Tasks:
1. Please repeat everything in the wrestling forum thread from "I loved shibata" down to "miss something short?".
2. Answer these from the wrestling forum thread:
(a) What score out of 10 does CM Buck give the show?
(b) Which wrestler does CM Buck name as the Latino singles star who should be pushed?
(c) According to IronMan8, what ended the previous week's show?
───── Selected passage ─────
Shibata is no mainstream star (don’t remember anybody saying that funnily enough) but he’s definitely under the radar of the wrestling die hards and that’s obviously AEWs bread n butter. A profile or video package would be nice - I’m not fully aware of his accomplishments myself but I do recall him being fucking vicious in the ring. Like ‘it’s supposed to be fake but fuck that’ vicious. 

Him getting involved with OC is the major debacle though.


----------



## CM Buck (Sep 2, 2012)

Pretty atrocious show.

I loved the first Darby allin Jay Lethal match cause it was straight up wrestling. They were telegraphing the fuck out of a fuck finish for round 2 and of course I got spoiled by here. Also Cole carter is garbage. I miss the days of being excited for Jay Lethal.

Moxley vs Moriarty was just fine if not utterly predictable. Atleast Mox didn't give him blood 

The birthday bash was WWE style comedy setting up my least favourite WWE trope match.

Jericho vs colt was again utterly predictable if not amusing for the wrong reasons. 

The triple threat was again say it with me predictable. Bandido is the Latino singles star that should be pushed. Not Fenix and luchasaurus absolutely isn't a singles champion.

I loved shibata appearing until I realised the black cloud overhead.

And Joe vs cage again predictable. Hobbs Wardlow should rule at FG. 

5 out of 10


----------



## IronMan8 (Dec 25, 2015)

I enjoyed most of the show, but it felt like very little effort went into writing it. I didn't notice anything from the Elite, did I miss something short?

Last week they ended the show with an MJF face turn and now... he... he wasn't on the show, right? Or did I miss him? I don't remember them even referring to what happened last week, and that's what I assumed the Moriarty match was booked for...? I don't get it.
───── Entries supplied ─────
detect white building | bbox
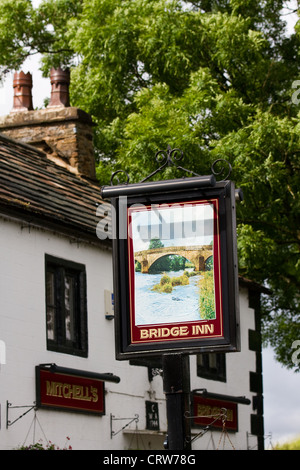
[0,71,264,450]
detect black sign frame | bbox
[105,178,240,360]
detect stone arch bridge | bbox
[134,245,213,273]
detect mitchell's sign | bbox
[36,366,105,414]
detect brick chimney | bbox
[0,68,96,180]
[11,72,33,113]
[47,68,70,108]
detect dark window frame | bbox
[45,254,88,357]
[197,353,226,382]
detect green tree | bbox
[0,0,300,370]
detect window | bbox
[197,353,226,382]
[45,255,88,357]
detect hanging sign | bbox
[102,174,239,359]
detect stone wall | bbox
[0,107,95,179]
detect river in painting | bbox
[135,271,200,325]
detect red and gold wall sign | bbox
[193,394,238,431]
[36,366,105,415]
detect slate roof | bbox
[0,130,108,243]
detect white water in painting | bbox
[135,271,201,325]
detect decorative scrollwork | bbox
[110,145,232,186]
[211,158,232,181]
[141,145,200,183]
[110,170,129,186]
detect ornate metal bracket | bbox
[6,401,35,429]
[110,414,139,439]
[110,145,232,186]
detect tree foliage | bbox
[0,0,300,370]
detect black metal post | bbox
[162,354,191,451]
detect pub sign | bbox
[103,178,239,359]
[36,366,105,415]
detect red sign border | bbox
[127,198,224,345]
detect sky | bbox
[0,0,300,449]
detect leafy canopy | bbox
[0,0,300,370]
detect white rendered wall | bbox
[0,220,166,449]
[0,219,255,450]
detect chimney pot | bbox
[11,71,33,112]
[47,68,70,108]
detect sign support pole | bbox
[162,354,191,451]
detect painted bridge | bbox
[134,245,213,273]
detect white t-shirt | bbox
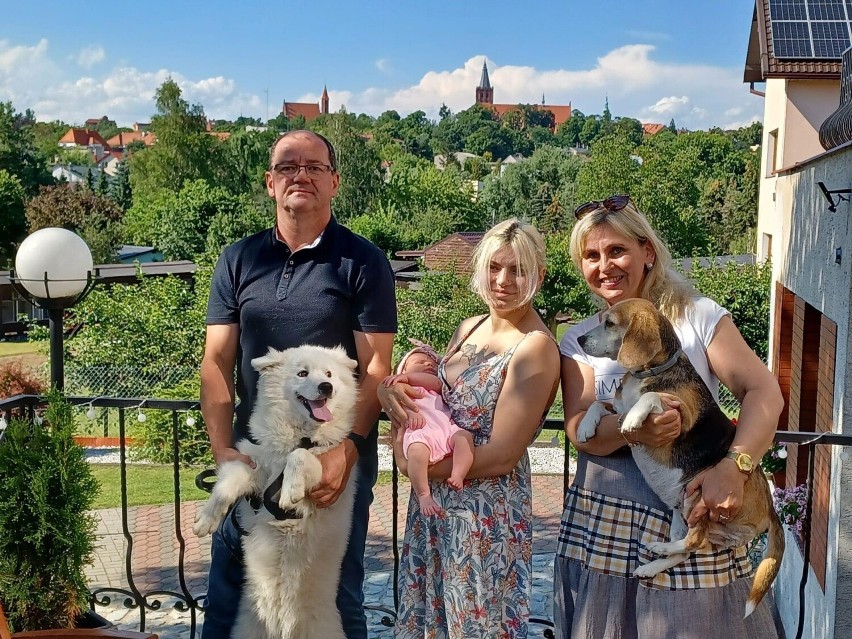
[559,297,730,402]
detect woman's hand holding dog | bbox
[628,393,681,448]
[308,439,358,508]
[376,381,423,425]
[213,447,257,468]
[686,458,748,526]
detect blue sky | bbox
[0,0,763,129]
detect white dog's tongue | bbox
[308,399,331,422]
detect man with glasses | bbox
[201,131,396,639]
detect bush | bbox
[687,260,772,362]
[394,273,488,361]
[131,375,213,466]
[0,391,100,631]
[0,359,47,399]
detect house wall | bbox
[772,148,852,639]
[757,78,840,267]
[781,80,840,167]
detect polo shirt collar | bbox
[272,215,339,252]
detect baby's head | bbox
[396,340,438,375]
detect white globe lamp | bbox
[15,228,94,300]
[9,228,96,390]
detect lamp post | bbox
[9,228,96,390]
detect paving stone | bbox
[86,475,562,639]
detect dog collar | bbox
[263,437,316,521]
[631,348,683,379]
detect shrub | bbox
[131,375,213,466]
[0,391,99,630]
[772,484,808,537]
[394,273,488,360]
[0,359,47,399]
[687,260,772,362]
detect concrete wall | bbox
[772,148,852,639]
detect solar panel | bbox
[769,0,852,60]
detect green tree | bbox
[311,111,382,223]
[556,109,586,146]
[128,78,223,198]
[687,260,772,362]
[0,102,53,196]
[576,135,639,202]
[108,162,133,211]
[26,185,122,264]
[125,180,264,260]
[535,231,595,335]
[0,169,27,269]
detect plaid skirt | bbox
[556,487,752,590]
[553,448,784,639]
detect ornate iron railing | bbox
[0,395,840,639]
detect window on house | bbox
[766,129,778,177]
[758,233,772,260]
[773,284,837,592]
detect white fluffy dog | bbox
[193,346,357,639]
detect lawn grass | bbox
[91,464,408,509]
[0,342,39,357]
[91,464,208,509]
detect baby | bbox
[384,340,473,515]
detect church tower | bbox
[476,60,494,104]
[320,85,328,113]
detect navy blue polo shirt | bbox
[207,217,397,442]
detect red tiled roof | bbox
[59,128,110,151]
[98,151,124,164]
[281,102,320,122]
[743,0,841,82]
[107,131,157,148]
[642,122,666,135]
[482,104,571,128]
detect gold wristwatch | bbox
[725,450,754,475]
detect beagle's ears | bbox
[617,313,663,370]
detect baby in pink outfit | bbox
[384,340,473,515]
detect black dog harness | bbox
[630,348,683,379]
[231,437,316,537]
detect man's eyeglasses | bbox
[574,195,630,220]
[272,162,334,178]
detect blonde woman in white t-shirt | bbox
[554,195,783,639]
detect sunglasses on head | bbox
[574,195,630,220]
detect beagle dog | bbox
[577,299,784,617]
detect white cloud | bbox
[76,46,106,69]
[0,40,763,129]
[310,44,763,129]
[648,95,689,116]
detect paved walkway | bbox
[87,474,562,639]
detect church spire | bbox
[477,60,491,89]
[320,85,328,113]
[476,60,494,104]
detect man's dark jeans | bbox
[201,436,379,639]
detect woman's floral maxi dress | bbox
[395,333,532,639]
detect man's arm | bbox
[201,324,254,466]
[310,331,394,508]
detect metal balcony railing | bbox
[0,395,852,639]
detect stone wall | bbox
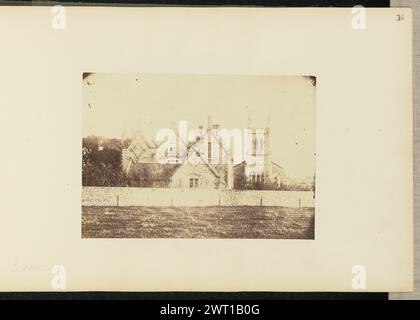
[82,187,315,207]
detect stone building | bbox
[122,117,285,189]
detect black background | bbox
[0,0,390,302]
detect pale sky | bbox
[83,73,315,177]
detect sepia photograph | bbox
[82,73,316,239]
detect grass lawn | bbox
[82,206,315,239]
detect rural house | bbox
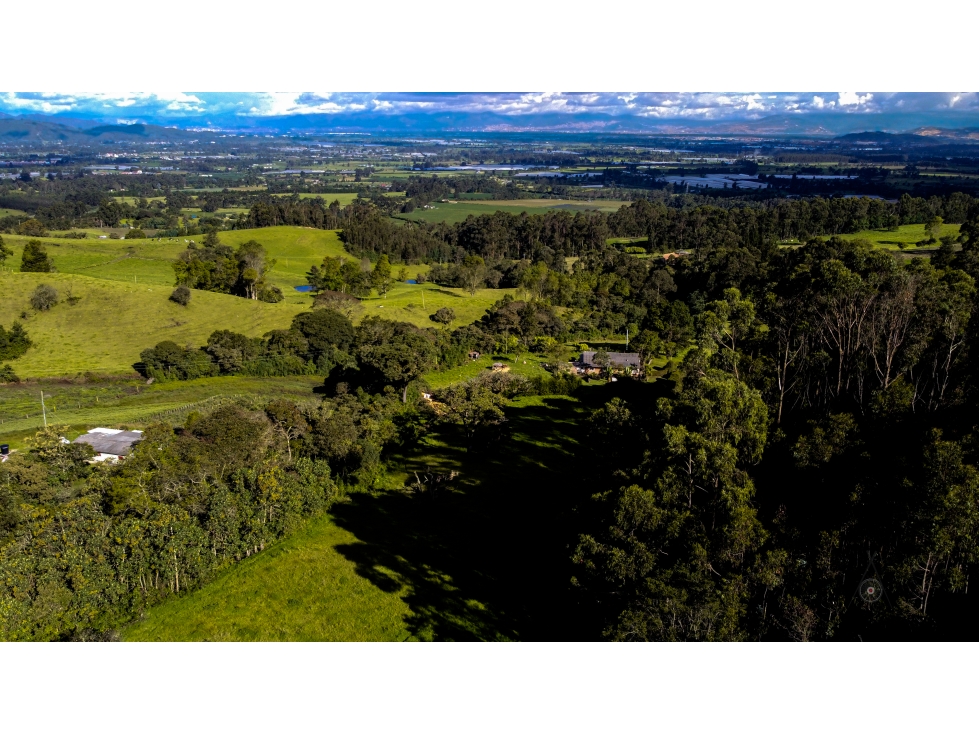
[72,428,143,461]
[574,351,642,375]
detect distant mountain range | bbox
[0,111,979,145]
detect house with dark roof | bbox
[72,428,143,461]
[574,351,642,375]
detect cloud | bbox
[837,92,874,107]
[0,90,979,127]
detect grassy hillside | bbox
[123,383,616,641]
[4,227,360,305]
[354,284,516,329]
[0,272,306,377]
[0,376,323,448]
[842,224,959,250]
[399,199,628,224]
[123,517,411,641]
[0,227,512,377]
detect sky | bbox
[0,92,979,133]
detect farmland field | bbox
[122,386,596,641]
[0,272,304,377]
[400,199,628,224]
[0,376,323,448]
[355,284,516,329]
[123,517,411,642]
[4,227,351,305]
[841,224,959,250]
[0,227,512,378]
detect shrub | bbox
[428,306,456,325]
[0,364,20,383]
[31,283,58,311]
[20,240,54,273]
[170,285,190,306]
[258,285,285,303]
[17,219,48,237]
[0,321,31,360]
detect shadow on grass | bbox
[332,383,668,640]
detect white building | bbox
[72,428,143,461]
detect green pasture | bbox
[424,353,549,390]
[122,384,612,641]
[0,376,323,448]
[0,227,513,377]
[4,227,353,305]
[841,224,959,250]
[0,272,304,377]
[400,199,627,224]
[218,227,356,306]
[272,191,357,206]
[355,284,516,329]
[123,516,411,642]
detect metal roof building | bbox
[72,428,143,461]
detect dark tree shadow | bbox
[332,382,668,640]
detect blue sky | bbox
[0,92,979,132]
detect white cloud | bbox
[837,92,874,107]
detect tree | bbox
[629,329,663,371]
[20,240,54,273]
[591,349,612,377]
[235,240,282,301]
[428,306,456,326]
[170,285,190,306]
[31,283,58,311]
[461,255,486,296]
[265,399,309,462]
[95,199,122,227]
[0,237,14,266]
[371,255,392,298]
[17,219,48,237]
[292,309,356,361]
[434,379,510,447]
[574,372,768,640]
[356,317,436,403]
[0,321,33,360]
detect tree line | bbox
[573,210,979,640]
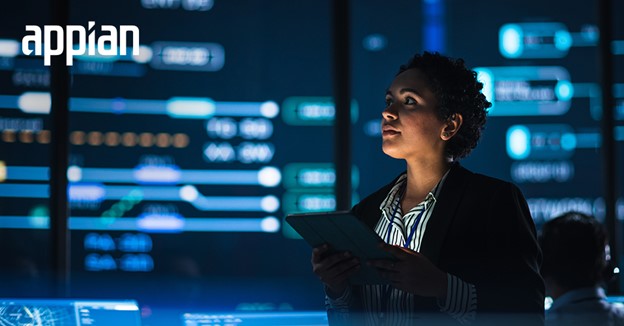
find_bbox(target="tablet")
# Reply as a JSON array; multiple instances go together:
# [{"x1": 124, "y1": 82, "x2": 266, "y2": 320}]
[{"x1": 286, "y1": 211, "x2": 396, "y2": 284}]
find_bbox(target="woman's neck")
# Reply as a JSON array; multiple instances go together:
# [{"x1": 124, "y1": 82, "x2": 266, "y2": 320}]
[{"x1": 403, "y1": 160, "x2": 452, "y2": 208}]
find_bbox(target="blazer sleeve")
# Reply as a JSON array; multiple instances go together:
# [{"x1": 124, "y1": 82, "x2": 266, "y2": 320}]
[{"x1": 475, "y1": 183, "x2": 544, "y2": 324}]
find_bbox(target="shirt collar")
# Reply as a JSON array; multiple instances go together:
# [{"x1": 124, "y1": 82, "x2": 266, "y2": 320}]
[
  {"x1": 379, "y1": 169, "x2": 450, "y2": 216},
  {"x1": 548, "y1": 286, "x2": 607, "y2": 312}
]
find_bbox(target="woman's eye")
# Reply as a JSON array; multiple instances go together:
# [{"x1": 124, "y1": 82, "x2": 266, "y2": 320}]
[{"x1": 405, "y1": 97, "x2": 416, "y2": 104}]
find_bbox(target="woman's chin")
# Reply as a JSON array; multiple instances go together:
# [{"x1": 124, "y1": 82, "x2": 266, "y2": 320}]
[{"x1": 381, "y1": 144, "x2": 403, "y2": 159}]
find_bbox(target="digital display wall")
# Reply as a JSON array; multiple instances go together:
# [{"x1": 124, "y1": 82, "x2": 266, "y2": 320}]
[{"x1": 0, "y1": 0, "x2": 624, "y2": 315}]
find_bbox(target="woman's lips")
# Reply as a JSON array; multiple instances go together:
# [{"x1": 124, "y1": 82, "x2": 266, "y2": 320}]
[{"x1": 382, "y1": 129, "x2": 400, "y2": 137}]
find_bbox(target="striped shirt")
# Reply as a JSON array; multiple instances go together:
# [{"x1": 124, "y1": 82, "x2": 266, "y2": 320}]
[{"x1": 327, "y1": 172, "x2": 477, "y2": 325}]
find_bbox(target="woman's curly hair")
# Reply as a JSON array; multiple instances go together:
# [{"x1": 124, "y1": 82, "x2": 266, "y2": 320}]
[{"x1": 397, "y1": 51, "x2": 492, "y2": 159}]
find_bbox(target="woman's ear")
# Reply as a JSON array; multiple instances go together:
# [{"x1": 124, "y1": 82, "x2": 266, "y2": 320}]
[{"x1": 440, "y1": 113, "x2": 464, "y2": 141}]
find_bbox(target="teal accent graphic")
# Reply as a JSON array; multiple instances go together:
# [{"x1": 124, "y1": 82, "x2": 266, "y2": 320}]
[
  {"x1": 498, "y1": 22, "x2": 572, "y2": 59},
  {"x1": 282, "y1": 96, "x2": 359, "y2": 126},
  {"x1": 506, "y1": 124, "x2": 579, "y2": 160},
  {"x1": 474, "y1": 66, "x2": 574, "y2": 116}
]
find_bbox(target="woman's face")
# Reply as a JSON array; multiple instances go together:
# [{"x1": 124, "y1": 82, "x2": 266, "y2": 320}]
[{"x1": 381, "y1": 69, "x2": 445, "y2": 160}]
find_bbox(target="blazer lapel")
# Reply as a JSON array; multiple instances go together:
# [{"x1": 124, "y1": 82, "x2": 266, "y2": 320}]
[{"x1": 420, "y1": 163, "x2": 472, "y2": 265}]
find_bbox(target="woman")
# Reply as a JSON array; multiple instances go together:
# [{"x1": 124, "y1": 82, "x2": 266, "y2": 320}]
[{"x1": 312, "y1": 52, "x2": 544, "y2": 325}]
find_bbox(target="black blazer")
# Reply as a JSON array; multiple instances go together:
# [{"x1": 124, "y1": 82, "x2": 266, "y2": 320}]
[{"x1": 352, "y1": 164, "x2": 544, "y2": 324}]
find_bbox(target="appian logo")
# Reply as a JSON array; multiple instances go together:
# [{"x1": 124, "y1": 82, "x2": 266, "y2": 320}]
[{"x1": 22, "y1": 21, "x2": 139, "y2": 66}]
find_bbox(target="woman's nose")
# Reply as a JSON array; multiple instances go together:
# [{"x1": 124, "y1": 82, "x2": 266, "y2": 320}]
[{"x1": 381, "y1": 105, "x2": 397, "y2": 120}]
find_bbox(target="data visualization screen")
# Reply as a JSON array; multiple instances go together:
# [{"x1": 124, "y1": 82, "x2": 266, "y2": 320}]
[{"x1": 0, "y1": 0, "x2": 624, "y2": 312}]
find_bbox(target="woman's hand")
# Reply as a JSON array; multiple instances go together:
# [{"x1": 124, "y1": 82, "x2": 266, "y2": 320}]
[
  {"x1": 311, "y1": 244, "x2": 360, "y2": 297},
  {"x1": 369, "y1": 243, "x2": 447, "y2": 299}
]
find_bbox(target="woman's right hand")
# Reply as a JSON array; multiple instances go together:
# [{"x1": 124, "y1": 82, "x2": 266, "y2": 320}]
[{"x1": 311, "y1": 244, "x2": 360, "y2": 297}]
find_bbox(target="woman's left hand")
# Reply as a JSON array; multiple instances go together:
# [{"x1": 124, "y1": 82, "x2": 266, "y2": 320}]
[{"x1": 368, "y1": 243, "x2": 447, "y2": 299}]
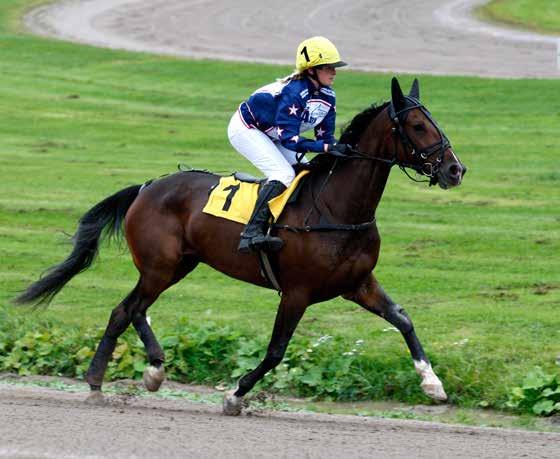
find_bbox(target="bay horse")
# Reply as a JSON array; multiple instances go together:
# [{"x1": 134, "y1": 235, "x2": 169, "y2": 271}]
[{"x1": 15, "y1": 78, "x2": 466, "y2": 415}]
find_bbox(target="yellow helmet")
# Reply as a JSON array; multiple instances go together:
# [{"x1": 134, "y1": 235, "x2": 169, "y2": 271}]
[{"x1": 296, "y1": 37, "x2": 348, "y2": 72}]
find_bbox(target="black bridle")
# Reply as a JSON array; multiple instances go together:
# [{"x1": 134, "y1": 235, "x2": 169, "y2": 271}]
[
  {"x1": 330, "y1": 96, "x2": 451, "y2": 185},
  {"x1": 278, "y1": 96, "x2": 451, "y2": 232}
]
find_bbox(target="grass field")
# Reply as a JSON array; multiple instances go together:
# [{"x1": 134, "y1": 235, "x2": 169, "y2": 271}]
[
  {"x1": 477, "y1": 0, "x2": 560, "y2": 35},
  {"x1": 0, "y1": 0, "x2": 560, "y2": 405}
]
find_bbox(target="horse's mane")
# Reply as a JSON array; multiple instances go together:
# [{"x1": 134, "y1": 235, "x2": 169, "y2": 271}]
[
  {"x1": 339, "y1": 102, "x2": 389, "y2": 145},
  {"x1": 311, "y1": 102, "x2": 390, "y2": 170}
]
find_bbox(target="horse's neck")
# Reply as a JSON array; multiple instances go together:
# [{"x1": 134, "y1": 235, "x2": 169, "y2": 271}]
[{"x1": 318, "y1": 111, "x2": 392, "y2": 223}]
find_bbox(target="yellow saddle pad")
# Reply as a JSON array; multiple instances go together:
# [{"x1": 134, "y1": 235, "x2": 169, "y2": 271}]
[{"x1": 202, "y1": 170, "x2": 309, "y2": 223}]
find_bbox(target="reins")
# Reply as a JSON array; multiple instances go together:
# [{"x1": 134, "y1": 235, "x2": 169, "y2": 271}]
[{"x1": 269, "y1": 102, "x2": 451, "y2": 233}]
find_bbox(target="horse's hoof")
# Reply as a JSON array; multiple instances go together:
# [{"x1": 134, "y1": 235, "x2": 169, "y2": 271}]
[
  {"x1": 420, "y1": 383, "x2": 447, "y2": 402},
  {"x1": 143, "y1": 365, "x2": 165, "y2": 392},
  {"x1": 223, "y1": 390, "x2": 243, "y2": 416},
  {"x1": 84, "y1": 390, "x2": 107, "y2": 406}
]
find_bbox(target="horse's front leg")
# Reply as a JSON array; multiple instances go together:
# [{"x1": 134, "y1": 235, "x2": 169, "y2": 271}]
[
  {"x1": 343, "y1": 274, "x2": 447, "y2": 401},
  {"x1": 223, "y1": 293, "x2": 309, "y2": 416}
]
─────
Responses for each task:
1.
I loved shibata appearing until I realised the black cloud overhead.

And Joe vs cage again predictable. Hobbs Wardlow should rule at FG. 

5 out of 10


----------



## IronMan8 (Dec 25, 2015)

I enjoyed most of the show, but it felt like very little effort went into writing it. I didn't notice anything from the Elite, did I miss something short?

2.
(a) 5 out of 10
(b) Bandido
(c) An MJF face turn